### Directions
Collect and copy each line below that contains the word "forearm".

### Rows
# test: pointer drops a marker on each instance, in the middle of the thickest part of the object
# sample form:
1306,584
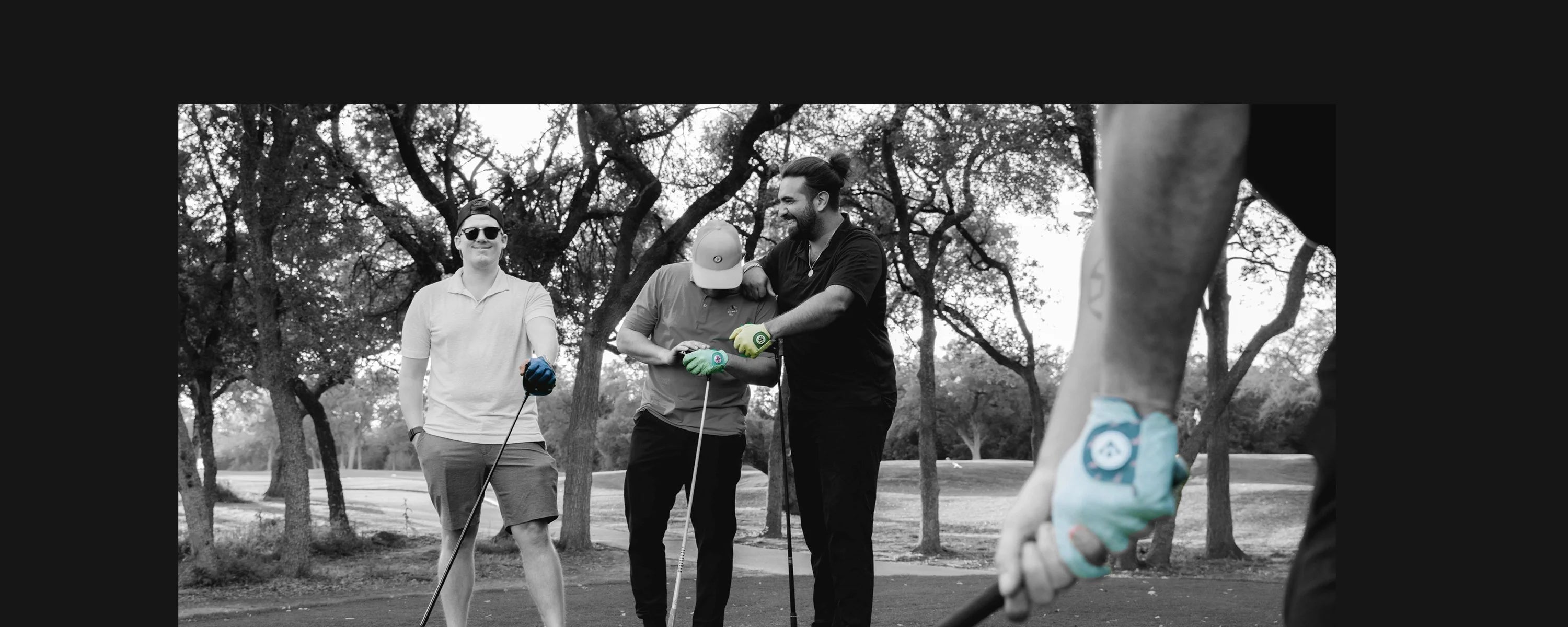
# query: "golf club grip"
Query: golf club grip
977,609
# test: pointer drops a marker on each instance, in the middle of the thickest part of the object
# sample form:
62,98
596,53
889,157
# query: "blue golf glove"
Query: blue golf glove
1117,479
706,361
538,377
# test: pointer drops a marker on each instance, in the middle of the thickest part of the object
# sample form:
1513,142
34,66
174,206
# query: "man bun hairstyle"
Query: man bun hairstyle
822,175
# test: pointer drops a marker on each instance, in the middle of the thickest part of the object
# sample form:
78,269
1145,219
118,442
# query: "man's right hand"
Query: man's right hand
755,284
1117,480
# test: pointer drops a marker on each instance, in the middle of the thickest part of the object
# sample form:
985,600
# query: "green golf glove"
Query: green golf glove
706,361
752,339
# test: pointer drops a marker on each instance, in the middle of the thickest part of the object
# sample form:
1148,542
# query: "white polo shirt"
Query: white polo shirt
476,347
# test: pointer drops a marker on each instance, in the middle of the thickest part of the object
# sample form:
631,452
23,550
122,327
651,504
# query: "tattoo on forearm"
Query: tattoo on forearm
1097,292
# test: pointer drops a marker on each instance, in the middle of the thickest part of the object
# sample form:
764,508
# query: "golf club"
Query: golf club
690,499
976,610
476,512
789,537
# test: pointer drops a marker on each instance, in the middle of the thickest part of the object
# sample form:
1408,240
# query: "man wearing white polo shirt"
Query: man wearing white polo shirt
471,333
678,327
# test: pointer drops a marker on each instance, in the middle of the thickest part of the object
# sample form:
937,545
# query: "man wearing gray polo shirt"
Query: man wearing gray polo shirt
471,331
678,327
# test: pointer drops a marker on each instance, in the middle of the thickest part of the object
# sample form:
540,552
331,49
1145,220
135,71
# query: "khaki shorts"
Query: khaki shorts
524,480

### Exercise result
# query: "tattoo on forearm"
Query: tattoo on forearm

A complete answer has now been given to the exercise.